(Stored dataset items)

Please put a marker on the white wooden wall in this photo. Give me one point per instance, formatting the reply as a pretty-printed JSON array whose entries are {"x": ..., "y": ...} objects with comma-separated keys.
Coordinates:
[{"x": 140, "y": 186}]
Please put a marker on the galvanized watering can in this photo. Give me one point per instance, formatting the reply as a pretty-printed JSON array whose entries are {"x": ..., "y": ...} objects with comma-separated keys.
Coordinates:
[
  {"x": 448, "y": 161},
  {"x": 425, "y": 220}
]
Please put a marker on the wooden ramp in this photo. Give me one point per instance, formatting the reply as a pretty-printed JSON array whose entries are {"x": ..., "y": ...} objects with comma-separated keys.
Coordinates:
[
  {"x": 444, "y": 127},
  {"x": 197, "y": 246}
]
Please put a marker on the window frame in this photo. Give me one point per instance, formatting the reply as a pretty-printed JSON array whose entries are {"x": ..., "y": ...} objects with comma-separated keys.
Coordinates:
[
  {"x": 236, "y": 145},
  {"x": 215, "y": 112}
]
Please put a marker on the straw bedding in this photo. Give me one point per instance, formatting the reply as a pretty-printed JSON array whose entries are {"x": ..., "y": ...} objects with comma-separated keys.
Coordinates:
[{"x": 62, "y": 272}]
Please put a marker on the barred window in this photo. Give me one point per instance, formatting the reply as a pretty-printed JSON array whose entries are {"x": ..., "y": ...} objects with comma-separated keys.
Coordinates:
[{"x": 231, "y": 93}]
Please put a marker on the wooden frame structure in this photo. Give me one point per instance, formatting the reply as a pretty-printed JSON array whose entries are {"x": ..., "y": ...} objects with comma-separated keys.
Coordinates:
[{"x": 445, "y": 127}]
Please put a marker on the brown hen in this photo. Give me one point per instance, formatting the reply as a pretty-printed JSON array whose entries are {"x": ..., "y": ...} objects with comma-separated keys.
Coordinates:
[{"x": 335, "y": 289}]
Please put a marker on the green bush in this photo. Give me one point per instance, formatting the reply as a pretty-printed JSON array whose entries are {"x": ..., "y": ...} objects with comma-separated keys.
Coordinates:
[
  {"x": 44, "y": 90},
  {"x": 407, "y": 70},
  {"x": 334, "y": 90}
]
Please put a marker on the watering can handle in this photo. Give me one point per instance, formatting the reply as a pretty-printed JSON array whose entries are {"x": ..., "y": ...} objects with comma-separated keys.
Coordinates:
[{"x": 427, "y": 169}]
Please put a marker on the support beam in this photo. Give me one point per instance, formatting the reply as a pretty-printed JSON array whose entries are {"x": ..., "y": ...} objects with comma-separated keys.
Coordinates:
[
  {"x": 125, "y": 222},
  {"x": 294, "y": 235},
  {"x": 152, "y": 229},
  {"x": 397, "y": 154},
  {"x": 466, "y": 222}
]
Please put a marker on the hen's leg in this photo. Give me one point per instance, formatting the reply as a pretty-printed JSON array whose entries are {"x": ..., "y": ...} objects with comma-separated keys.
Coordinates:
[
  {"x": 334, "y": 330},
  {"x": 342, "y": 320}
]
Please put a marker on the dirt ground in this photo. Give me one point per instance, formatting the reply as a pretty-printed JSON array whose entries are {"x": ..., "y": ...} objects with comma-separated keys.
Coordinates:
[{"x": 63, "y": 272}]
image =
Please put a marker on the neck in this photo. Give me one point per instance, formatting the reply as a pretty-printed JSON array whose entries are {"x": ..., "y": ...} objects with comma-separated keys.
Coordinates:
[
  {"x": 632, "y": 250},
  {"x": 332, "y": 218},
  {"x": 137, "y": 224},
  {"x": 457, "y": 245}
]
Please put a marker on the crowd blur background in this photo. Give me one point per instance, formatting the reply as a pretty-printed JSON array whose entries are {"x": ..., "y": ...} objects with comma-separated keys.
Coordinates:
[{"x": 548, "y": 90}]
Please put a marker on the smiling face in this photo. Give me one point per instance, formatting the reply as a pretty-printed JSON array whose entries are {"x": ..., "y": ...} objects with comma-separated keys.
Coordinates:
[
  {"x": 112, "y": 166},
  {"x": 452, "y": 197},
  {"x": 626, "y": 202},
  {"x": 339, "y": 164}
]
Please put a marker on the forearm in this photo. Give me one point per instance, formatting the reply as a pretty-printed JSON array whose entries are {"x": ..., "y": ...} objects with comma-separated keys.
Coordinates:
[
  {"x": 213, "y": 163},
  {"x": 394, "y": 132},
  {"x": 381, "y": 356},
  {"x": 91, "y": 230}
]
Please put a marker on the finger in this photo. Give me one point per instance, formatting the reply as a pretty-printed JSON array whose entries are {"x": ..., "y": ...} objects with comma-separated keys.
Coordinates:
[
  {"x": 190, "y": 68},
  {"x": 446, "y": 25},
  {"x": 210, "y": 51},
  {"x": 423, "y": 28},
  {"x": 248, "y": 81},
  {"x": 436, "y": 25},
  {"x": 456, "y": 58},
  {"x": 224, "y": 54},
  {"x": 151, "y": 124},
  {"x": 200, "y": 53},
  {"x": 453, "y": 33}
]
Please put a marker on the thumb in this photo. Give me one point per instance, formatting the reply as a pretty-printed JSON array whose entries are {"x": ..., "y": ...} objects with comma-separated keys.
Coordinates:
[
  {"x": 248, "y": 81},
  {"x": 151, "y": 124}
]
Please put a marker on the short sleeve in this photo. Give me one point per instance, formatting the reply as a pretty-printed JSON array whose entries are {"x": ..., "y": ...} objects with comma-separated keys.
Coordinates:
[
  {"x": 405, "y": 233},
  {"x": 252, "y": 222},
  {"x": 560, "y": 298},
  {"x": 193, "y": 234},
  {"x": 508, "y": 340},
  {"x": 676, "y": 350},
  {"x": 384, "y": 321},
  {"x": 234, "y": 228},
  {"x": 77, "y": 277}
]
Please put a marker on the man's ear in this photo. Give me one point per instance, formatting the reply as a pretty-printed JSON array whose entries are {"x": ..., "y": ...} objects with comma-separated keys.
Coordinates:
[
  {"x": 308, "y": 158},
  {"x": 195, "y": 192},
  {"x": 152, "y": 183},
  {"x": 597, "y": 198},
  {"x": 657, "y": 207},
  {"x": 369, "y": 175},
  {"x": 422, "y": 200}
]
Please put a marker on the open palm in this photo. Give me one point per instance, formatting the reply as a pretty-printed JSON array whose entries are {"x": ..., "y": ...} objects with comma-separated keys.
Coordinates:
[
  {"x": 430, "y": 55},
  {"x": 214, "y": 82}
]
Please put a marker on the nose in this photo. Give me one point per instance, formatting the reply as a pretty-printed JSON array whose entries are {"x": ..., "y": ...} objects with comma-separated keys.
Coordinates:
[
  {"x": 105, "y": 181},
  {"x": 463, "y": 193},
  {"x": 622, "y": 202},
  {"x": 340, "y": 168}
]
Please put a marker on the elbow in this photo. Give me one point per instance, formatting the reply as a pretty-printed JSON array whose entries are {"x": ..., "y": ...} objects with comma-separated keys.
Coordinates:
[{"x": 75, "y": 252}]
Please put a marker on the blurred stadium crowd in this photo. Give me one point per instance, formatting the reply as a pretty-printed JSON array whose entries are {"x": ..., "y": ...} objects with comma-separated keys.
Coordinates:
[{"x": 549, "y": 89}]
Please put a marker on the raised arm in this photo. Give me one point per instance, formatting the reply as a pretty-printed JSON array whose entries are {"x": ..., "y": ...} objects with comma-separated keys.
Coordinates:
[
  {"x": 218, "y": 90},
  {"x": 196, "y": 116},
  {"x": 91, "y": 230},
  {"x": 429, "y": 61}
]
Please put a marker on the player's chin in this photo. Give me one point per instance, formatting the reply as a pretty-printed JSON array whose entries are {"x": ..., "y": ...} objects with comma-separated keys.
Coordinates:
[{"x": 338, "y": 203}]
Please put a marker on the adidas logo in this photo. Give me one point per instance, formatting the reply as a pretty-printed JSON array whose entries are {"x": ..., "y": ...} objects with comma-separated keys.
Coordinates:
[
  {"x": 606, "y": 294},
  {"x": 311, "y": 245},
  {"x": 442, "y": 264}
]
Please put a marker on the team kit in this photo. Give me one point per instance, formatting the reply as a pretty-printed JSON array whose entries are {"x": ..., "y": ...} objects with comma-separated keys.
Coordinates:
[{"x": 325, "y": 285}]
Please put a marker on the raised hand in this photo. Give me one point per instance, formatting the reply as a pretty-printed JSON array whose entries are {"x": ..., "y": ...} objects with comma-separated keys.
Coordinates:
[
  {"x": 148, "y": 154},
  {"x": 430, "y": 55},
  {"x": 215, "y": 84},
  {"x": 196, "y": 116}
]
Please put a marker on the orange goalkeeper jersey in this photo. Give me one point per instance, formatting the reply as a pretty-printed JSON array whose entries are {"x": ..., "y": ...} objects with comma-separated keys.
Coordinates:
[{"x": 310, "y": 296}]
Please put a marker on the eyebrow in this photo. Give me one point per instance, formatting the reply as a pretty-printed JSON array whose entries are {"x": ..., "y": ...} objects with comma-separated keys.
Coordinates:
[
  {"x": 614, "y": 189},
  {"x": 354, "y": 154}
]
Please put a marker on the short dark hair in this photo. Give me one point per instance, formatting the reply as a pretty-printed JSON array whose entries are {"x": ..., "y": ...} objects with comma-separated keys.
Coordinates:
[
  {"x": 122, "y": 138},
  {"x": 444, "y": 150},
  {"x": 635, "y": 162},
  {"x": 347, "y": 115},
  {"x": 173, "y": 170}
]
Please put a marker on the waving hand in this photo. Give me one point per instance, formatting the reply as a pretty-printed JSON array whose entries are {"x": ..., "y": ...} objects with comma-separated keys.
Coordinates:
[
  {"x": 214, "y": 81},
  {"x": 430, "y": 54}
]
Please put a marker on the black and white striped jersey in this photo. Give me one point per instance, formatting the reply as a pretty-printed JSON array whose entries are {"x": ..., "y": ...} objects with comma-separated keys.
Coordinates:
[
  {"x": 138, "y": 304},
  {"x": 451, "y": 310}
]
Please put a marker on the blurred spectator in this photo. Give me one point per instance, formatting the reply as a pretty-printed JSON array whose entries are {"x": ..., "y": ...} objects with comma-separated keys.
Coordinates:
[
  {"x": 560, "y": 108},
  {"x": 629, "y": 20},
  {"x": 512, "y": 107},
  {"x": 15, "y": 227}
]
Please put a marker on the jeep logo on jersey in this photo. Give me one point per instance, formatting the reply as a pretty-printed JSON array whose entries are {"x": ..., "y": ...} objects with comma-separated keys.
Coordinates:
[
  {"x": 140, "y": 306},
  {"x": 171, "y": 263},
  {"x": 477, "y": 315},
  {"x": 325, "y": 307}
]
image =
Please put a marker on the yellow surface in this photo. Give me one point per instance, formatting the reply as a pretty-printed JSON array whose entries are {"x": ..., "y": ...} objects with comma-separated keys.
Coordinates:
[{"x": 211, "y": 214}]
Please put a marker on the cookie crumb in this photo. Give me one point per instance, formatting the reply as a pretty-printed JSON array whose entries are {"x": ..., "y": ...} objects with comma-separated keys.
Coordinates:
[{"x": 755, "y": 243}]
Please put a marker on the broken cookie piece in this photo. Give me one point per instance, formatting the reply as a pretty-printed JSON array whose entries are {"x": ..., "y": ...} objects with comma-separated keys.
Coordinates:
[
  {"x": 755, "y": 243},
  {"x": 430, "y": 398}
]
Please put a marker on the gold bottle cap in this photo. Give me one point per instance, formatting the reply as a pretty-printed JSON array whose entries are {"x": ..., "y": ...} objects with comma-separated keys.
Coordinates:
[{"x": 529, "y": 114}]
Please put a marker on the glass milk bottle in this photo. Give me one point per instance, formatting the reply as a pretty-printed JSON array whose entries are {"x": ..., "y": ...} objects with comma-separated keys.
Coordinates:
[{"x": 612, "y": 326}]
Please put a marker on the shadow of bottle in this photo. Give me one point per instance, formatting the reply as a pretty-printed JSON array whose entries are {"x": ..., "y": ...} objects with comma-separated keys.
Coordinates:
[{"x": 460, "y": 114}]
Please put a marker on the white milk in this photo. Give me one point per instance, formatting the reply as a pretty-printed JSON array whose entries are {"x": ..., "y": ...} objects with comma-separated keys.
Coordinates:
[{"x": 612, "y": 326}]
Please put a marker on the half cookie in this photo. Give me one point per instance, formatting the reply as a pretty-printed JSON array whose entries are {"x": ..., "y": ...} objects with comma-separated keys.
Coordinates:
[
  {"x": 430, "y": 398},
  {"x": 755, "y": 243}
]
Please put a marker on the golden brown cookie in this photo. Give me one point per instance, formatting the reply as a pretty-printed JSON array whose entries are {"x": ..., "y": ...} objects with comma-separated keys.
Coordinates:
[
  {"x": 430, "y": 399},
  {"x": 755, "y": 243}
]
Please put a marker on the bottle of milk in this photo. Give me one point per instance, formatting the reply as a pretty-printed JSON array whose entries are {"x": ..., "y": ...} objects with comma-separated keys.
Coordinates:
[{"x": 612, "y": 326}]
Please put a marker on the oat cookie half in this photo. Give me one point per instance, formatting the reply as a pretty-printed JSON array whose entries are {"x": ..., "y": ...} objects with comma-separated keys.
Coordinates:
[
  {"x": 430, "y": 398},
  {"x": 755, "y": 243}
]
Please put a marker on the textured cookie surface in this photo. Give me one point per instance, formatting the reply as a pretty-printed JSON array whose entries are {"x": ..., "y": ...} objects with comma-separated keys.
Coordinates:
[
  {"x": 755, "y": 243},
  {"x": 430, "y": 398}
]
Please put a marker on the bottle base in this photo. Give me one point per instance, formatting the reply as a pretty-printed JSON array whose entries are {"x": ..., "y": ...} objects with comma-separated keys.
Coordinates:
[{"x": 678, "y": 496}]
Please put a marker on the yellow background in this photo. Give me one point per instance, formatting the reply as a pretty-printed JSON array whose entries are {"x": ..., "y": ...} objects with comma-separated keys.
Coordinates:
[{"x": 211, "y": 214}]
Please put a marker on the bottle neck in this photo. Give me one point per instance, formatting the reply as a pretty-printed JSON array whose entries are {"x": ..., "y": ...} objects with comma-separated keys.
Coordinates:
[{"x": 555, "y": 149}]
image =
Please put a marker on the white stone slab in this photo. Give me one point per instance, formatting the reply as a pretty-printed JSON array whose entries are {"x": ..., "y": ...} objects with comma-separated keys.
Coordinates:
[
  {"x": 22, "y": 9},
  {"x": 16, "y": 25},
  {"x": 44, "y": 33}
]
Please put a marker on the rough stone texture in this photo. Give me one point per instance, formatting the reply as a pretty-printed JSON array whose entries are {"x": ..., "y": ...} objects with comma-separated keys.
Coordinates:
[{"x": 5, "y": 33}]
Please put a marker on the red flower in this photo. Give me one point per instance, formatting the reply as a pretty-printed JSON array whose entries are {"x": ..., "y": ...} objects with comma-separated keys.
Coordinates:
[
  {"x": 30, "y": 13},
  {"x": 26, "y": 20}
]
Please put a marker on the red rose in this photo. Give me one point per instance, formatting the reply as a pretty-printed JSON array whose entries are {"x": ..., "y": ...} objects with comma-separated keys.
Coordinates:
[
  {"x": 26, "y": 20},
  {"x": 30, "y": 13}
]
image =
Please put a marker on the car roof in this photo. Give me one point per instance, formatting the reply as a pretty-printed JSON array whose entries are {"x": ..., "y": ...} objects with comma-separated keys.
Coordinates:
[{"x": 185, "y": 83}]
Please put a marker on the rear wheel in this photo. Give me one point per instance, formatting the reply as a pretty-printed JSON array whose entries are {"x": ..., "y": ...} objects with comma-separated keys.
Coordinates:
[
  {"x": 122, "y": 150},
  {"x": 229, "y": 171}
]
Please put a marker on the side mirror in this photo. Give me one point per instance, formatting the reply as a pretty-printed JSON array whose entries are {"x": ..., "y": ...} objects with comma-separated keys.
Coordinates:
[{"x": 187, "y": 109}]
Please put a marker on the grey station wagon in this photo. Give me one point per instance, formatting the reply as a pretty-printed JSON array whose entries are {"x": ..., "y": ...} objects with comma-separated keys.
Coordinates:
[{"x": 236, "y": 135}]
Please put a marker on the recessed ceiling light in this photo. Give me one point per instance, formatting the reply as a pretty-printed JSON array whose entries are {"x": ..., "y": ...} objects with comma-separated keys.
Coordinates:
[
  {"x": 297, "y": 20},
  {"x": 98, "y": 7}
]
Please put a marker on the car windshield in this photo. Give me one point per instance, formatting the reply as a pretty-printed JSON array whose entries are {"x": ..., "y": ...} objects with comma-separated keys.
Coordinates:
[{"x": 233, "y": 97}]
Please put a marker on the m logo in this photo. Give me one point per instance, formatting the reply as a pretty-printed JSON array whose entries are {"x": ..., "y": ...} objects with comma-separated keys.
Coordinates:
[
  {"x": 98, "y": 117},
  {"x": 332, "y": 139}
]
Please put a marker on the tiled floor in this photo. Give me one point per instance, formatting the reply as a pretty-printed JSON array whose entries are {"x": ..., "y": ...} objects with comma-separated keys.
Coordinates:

Objective
Print from the line containing "Please put a marker on the rear" to the last line above, exactly as written.

Exercise answer
Please put a marker on the rear wheel in this photo. Give me one point per instance, formatting the reply as a pretty-printed JSON array whose entries are {"x": ..., "y": ...} objects with comma-separated keys.
Coordinates:
[
  {"x": 122, "y": 150},
  {"x": 229, "y": 171}
]
Please put a marker on the side mirror in this photo. Give me one point per instance, formatting the reply as a pretty-printed JSON array whose entries are {"x": ..., "y": ...} objects with comma-separated keys.
Coordinates:
[{"x": 187, "y": 109}]
Please put a marker on the grey station wagon in this photo. Give me one point per instance, formatting the reply as a pretty-printed JSON array whose entries are {"x": ..., "y": ...} objects with comma-separated keys.
Coordinates:
[{"x": 236, "y": 135}]
Please put a marker on the recessed ceiling light in this photo. Give me one point per instance, formatting the reply as a pretty-printed JSON array whose entries are {"x": ..., "y": ...} objects with comma-separated keys.
Coordinates:
[
  {"x": 297, "y": 20},
  {"x": 98, "y": 7}
]
Please put a marker on the car windshield in this photo. Give me one point per instance, formatting the reply as a pretty-printed JSON array whose entries are {"x": ..., "y": ...} objects with comma-separated keys.
Coordinates:
[{"x": 233, "y": 97}]
Please put a marker on the m logo in this photo. Give me one point per instance, formatting the reply as a pretty-printed JSON array whose entries are {"x": ..., "y": ...} objects with comma-separated keys.
Coordinates:
[
  {"x": 98, "y": 117},
  {"x": 332, "y": 139}
]
Please put a marker on the tiled floor in this photo. Give me one point per instance, formatting the reply as a pretty-printed JSON array whose entries are {"x": ..., "y": ...} objects with comma-separated keys.
Coordinates:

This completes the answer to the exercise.